▶ _Exercise aim_: Return the line containing "Reply with bounding box as: x1, y1, x2, y2" and all lines after it exactly; stop at the end of the material.

___ Supplied material

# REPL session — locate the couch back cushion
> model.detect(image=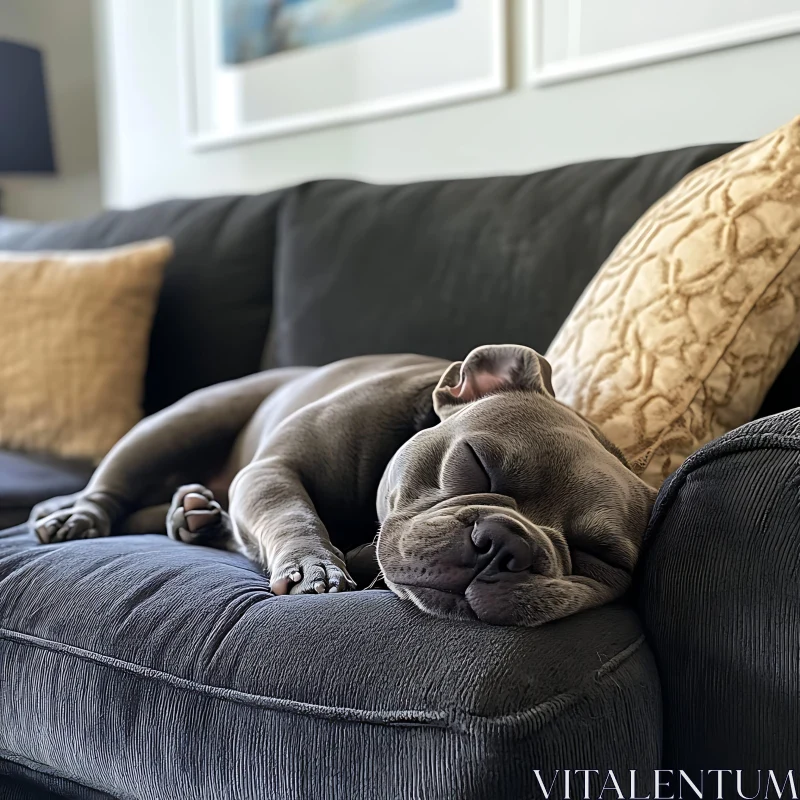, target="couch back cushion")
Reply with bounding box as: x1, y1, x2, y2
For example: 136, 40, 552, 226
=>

______

▶ _Result_:
Reply with bounding box as: x1, y1, x2, y2
For example: 136, 40, 552, 226
=>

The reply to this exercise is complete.